Transcribe the entries that follow exactly as they appear, minus pictures.

* **Pointing and labeling entries**:
※
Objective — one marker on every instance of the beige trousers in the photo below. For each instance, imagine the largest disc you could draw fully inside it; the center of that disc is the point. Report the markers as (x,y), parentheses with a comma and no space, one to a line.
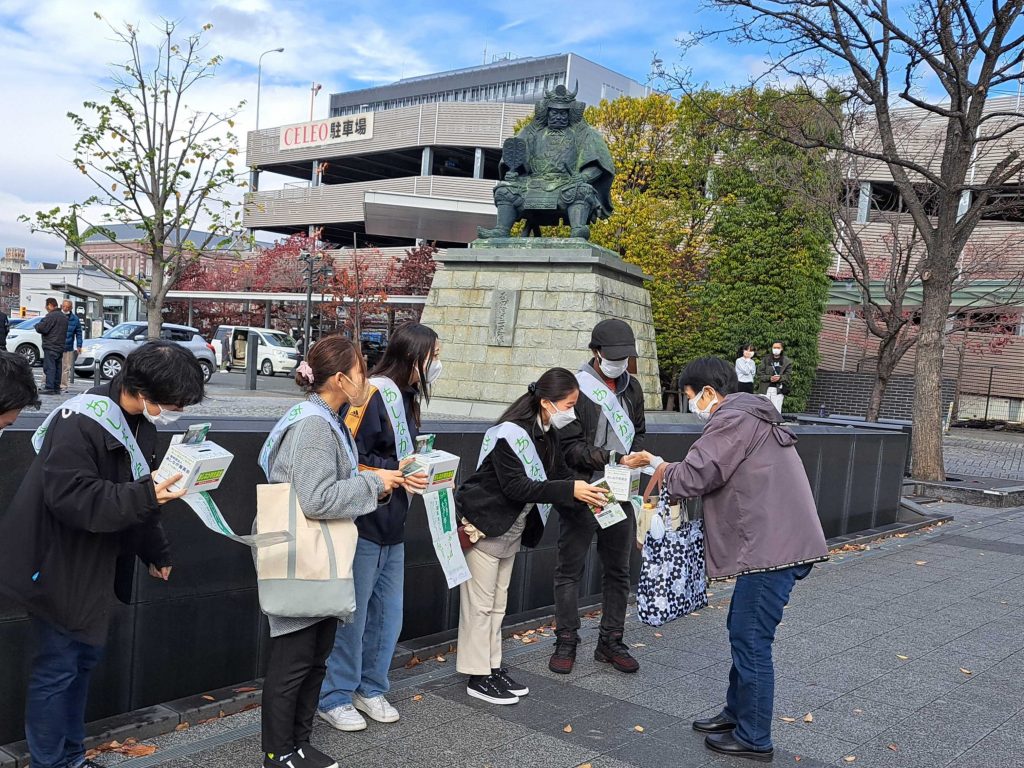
(69,360)
(481,609)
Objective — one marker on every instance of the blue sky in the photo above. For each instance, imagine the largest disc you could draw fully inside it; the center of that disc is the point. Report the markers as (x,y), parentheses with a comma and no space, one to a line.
(57,56)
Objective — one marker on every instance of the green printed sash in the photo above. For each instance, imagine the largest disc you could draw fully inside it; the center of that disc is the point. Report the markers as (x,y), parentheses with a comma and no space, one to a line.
(524,449)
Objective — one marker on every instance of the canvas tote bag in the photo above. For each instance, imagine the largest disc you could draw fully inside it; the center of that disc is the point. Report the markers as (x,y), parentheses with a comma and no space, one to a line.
(310,576)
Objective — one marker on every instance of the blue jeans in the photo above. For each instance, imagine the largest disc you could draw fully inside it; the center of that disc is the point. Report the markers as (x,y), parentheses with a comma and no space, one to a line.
(58,685)
(365,646)
(52,363)
(755,611)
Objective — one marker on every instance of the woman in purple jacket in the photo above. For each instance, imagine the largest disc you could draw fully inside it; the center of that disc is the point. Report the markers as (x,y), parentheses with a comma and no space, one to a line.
(761,526)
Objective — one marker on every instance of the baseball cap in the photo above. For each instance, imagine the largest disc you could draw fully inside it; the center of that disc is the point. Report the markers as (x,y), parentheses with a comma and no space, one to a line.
(614,338)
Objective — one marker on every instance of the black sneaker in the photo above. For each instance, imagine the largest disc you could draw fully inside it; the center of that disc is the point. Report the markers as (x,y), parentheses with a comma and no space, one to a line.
(489,690)
(502,678)
(314,758)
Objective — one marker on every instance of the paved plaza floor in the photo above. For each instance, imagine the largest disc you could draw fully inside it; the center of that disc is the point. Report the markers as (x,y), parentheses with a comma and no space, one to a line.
(908,654)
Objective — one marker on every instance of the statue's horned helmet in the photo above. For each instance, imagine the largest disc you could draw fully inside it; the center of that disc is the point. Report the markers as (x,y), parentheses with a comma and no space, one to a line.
(560,97)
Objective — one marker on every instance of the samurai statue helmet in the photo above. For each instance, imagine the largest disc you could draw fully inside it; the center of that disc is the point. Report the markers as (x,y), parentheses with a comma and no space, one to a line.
(560,98)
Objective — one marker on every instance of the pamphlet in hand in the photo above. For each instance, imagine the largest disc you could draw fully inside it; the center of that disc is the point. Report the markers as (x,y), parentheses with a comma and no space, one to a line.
(612,512)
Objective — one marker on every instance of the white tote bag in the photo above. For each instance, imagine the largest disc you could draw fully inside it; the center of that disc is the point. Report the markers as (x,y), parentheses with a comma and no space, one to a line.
(310,576)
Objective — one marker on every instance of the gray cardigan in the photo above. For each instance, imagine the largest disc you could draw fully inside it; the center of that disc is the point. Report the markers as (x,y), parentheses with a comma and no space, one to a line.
※
* **Solution to the problem**:
Objective — one marker on every instance of the beige trousers in the photo below. For each instance, imagine the largest disc you could draw fully inside it; the center of that disc is the point. Report the markers as (x,y), parentheses with a comma and no space, one to a line.
(69,360)
(481,609)
Objective — one marker on every instance of the blue sky in the photo above. For each instance, imagine the largest disc you could draw fully inside it; the center of that disc is the point. Report the markers as (x,y), parentheses with a comma and no space, one to a line.
(57,56)
Objective — one marker on every instance of the green printed sash in the photo above. For each instance, imagine the largest disc you could draw fully inside it; the center of that disc is the point. Report the markers as (x,y), parentheses with a comma and no space, one to a line.
(524,449)
Objective — one marker on every instance of the canvas tote bag in the photo above. For each instance, imagine the largest disc you could draw fully inside it; the center of that disc is the point. Report the markers as (x,y), parentheses with a comma and no space, one to a line.
(310,576)
Objective — one marker on every instance of the blue jeans in the photo above. For each instance, imagine the largest disc you could draw fully inside it; the center of that disc is the point. Report the markers as (x,y), parentheses with a comma and no space, one to a line.
(58,685)
(365,646)
(52,363)
(755,611)
Objective — one marker on every instance of the woman in purple jacket in the photo above. For each instance, imagine the largest disc you could draw fully inside it; the center of that disc is the point. Report the markers as (x,y), parentheses with a comma and no space, one to a line.
(761,526)
Objective — one marker on every instance of the baseball cap in the photo above. For each instance, imagine the largest disc you could draw fully inside it; the center of that disc is the point. Report the markers as (x,y), parentheses with a comma and no space, one to a line.
(614,338)
Objective — one marker on every instance of the black sneaker in the photo above. For each instance, imagine the largest disc you could draw fully inside it; the center of that disc is the point. Report the markers as (x,y), parentheses with a comma and no space, one to a line.
(489,690)
(502,678)
(314,758)
Objective — one marker on every instance of the paved plaza floor in the photo above. For each instance, imagine the largest disc you could draw fully inside it; the center of that disc is the point. Report the markers as (x,y), parentheses with a comma and no space, one to a line.
(908,654)
Objective — one marker on every instance of the statue's horned helmet in the photo above. For each instance, imagine the largest disc you could draw fully inside it; the center of that disc is the point. Report the markers as (x,y), parentheses with a comma and no space, one to a line.
(560,97)
Objective — one marker on every instance of the samurai statue helmet in the photo above. For each instance, imagine the largest disc you could draw fully inside it; the center of that disc is the point. Report the markers as (x,y), parentheses with a comma and no space, one to a line.
(560,98)
Objective — one marker on every instance of the pamphlet in hand in the photo above. For each instance, imagine the largest disc you could draw fully inside it; the center of that disc is the point. Report the markers as (x,y), parentheses with a comma and no space, one to a line.
(612,512)
Objective — one marker on every instance of the white tote bag in the photo above. For each instance, imagine the largest disc you could draw fully inside it; the center of that disc is the point. Report the markers as (x,y), parentheses with a comma and no space, one to a line.
(310,576)
Objective — one marker on every instance of the gray cardigan in the photo above. For each instance, imagine the largest disc you could draw fully inside it; the center of that disc is the point. Report the markers as (x,y), parentheses with a comma and no space, one to a line.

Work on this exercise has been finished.